[Entries for labeling object positions]
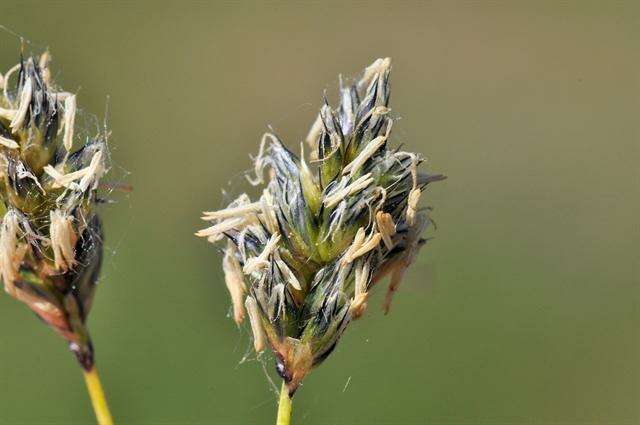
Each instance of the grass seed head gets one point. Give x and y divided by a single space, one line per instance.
50 235
322 233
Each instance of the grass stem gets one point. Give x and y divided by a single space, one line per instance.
96 393
284 406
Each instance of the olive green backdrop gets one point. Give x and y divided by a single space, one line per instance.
522 310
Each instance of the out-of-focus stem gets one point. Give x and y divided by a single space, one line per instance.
98 399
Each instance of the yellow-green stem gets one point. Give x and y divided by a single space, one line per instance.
96 393
284 406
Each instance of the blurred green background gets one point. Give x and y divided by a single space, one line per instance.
524 309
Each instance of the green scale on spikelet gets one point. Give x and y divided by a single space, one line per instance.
302 259
50 236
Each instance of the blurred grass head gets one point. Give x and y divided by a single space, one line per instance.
301 260
51 236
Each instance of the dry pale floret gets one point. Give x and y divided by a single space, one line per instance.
8 241
9 143
336 196
261 261
361 245
412 205
363 156
7 76
216 232
63 240
387 227
288 274
256 326
328 225
23 108
234 280
69 121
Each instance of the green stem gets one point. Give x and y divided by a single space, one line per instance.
284 407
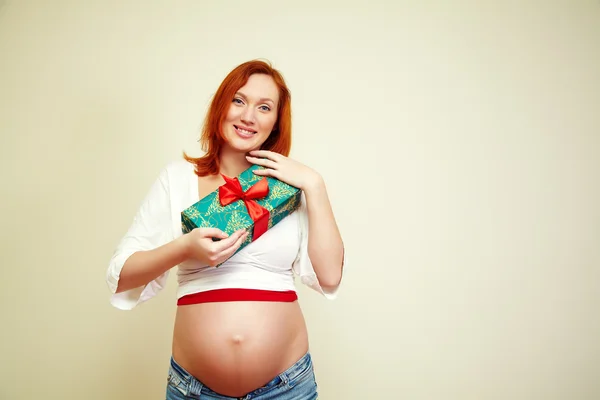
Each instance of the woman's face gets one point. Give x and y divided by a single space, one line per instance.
252 114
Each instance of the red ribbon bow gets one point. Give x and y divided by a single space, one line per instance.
232 191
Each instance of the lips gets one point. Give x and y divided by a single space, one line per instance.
244 132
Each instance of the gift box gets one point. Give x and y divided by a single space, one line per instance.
251 202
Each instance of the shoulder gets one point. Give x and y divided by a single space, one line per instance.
176 171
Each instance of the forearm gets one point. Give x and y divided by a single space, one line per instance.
144 266
325 246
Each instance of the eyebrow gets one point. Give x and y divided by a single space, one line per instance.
260 100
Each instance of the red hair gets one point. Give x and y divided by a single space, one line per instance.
212 138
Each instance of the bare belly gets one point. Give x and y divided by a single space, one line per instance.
237 347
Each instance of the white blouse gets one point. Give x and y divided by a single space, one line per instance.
268 263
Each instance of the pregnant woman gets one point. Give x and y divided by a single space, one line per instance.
239 330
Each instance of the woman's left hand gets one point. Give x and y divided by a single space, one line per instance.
285 169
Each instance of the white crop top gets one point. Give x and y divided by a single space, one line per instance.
268 263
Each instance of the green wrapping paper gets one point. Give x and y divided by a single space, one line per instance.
256 204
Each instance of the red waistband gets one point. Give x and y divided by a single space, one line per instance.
221 295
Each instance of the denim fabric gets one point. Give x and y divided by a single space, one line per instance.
296 383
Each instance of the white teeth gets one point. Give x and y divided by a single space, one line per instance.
245 131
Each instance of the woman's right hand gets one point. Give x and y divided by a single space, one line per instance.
202 247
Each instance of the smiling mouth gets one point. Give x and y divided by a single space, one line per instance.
244 132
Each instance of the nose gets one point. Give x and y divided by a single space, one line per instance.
248 116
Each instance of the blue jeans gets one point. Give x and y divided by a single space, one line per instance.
296 383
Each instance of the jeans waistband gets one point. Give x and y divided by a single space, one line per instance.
287 376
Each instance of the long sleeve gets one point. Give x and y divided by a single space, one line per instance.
302 265
151 228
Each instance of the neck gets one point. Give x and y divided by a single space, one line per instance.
233 163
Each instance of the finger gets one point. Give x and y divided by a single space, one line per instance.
230 241
269 172
266 154
214 232
225 254
265 162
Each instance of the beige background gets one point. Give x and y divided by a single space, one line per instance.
460 142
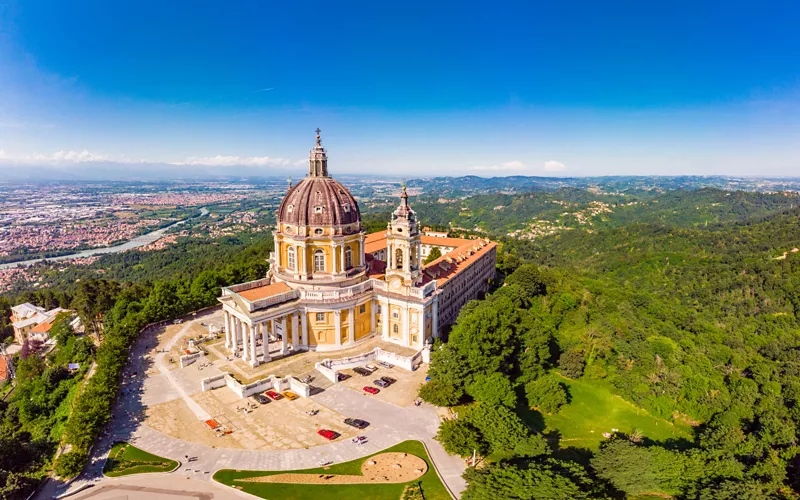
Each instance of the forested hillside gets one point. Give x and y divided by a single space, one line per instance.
695 325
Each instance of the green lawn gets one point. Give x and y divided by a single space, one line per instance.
125 459
595 409
432 487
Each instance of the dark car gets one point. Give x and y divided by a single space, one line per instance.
261 399
356 422
328 434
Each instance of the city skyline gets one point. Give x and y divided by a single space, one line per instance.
167 91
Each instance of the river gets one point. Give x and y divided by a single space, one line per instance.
137 242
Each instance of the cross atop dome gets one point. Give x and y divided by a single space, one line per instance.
318 159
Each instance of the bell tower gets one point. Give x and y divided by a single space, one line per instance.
403 247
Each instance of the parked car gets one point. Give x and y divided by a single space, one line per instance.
356 422
328 434
273 395
260 399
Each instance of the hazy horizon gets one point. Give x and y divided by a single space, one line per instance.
550 90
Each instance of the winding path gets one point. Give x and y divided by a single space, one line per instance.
391 425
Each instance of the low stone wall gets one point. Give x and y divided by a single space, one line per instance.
188 359
213 382
328 373
265 384
330 367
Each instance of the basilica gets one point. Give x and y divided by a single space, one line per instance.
331 286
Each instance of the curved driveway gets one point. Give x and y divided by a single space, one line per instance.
390 425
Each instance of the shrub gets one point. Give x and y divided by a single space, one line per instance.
547 394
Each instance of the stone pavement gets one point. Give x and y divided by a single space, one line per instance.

**PROBLEM TO SOLVE**
Reproduce word for word the stretch from the line containing "Each instance of the curved" through the final line above.

**EXPECTED OUTPUT**
Each instance of the curved driveway gets one point. Give x and y divided by a single space, one line per instance.
390 425
Each instance of the shrub gets one point. Give x and y divided by a single space, one line per instance.
547 394
Each instance of the stone pavement gets one point. Give x and y divided by a single space, one line per instance.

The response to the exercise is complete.